__Set of tasks__:
**a.** In the passage about Cain, how much cash did Cain and Shallow confiscate from Grace Van Scoyk's premises?
**b.** Please continue the passage about Cain, starting after its final sentence.

__Excerpt__:

Cain developed a reputation as being a good cop when he was dealing with non-mob-related activities. He often invited the press along to raid on brothels and gambling dens. This resulted in him getting his name and photograph in the newspapers. This usually involved him holding a Thompson sub-machine gun. He also worked closely with Jack Mabley of the Chicago American, who was a crusading columnist who was investigating corruption. This included information that resulted in a crooked judge being sent to prison.

In February 1959, Cain and his partner, Gerry Shallow, arrested a 68 year-old prostitute named Grace Van Scoyk. They confiscated more than $100,000 in cash from the premises. Scoyk eventually got this money back but she claimed that $60,000 had disappeared from her safe deposit box and that Cain had taken her key. Cain denied the charge and he escaped prosecution for this offence.

The following month Harry Figel resisted arrest and was shot dead by Cain and Shallow. According to the report written by the Chief of Detectives, Cain posed as a homosexual but when he realised he had been caught in a trap "he quickly stepped back, drew a pistol from his pocket and fired twice at both Cain and Shallow... after this overt display of viciousness, the Detectives then withdrew their pistols from their holsters and returned the fire." The report added that "the actions of the two investigators truly displays exemplary action and bravery".

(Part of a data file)
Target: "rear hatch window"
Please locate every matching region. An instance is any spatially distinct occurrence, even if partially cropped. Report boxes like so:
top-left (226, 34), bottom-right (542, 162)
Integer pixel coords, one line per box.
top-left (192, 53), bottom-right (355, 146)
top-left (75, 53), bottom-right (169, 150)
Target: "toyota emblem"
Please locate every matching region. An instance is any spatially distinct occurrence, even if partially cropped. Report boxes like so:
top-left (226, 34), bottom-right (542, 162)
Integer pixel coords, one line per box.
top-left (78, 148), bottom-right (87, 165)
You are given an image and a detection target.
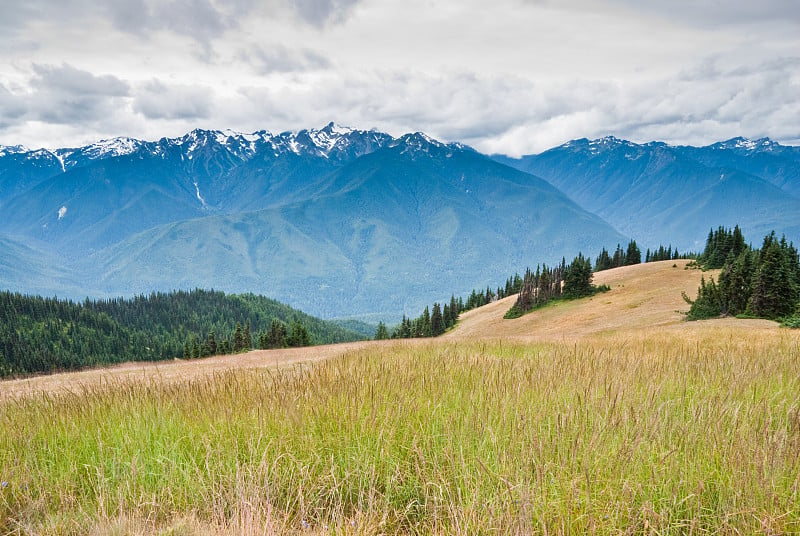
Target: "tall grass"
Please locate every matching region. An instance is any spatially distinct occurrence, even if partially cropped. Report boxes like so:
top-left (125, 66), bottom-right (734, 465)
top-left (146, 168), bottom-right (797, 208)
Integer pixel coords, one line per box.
top-left (0, 332), bottom-right (800, 534)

__Final results__:
**a.** More than $100,000.

**b.**
Cain later told a different story. He claimed he shot Figel three times in the body and then Shallow shot him in the head when he was defenceless on the ground. The family claimed that Figel had been murdered and during a FBI investigation into the case, they discovered a witness to the killing, Thomas Francis O'Donnell. He claimed that Figel had not opened fire on the police officers. In fact, several friends said he did never carried a gun. Further investigation showed that the gun at the scene of the crime had been stolen from a house in Chicago, one week before Figel was killed. Another investigation by Figel's lawyer, Edward L. Kelly, traced the gun back to Richard Cain.

In a letter sent to United States Attorney Robert Tieken, Kelly pointed out that Cain's expenses greatly exceeded his income: "Cain supports his present wife, his former wife, and children, rents at a hotel and maintains two apartments... Cain appears to be engaged in various activities of prostitution and extortion." The letter was sent to the FBI but it was decided that the matter should be dropped.

Cain left the Sex Bureau and was assigned to help Assistant U.S. Attorney Richard B. Ogilvie with an income tax case against Mafia boss, Anthony Accardo. Ogilvie was impressed with the amount of information he obtained. What he did not know was that this had come from Sam Giancana. As the author of The Tangled Web: The Life and Death of Richard Cain pointed out: "From Giancana's perspective, Dick's job was to provide enough information to convince Ogilvie that he was a crack investigator and along the way to introduce a couple of flaws in the case to ensure that it would be over-turned." This is in fact what happened. Accordo was convicted for income tax evasion but it was overturned on appeal.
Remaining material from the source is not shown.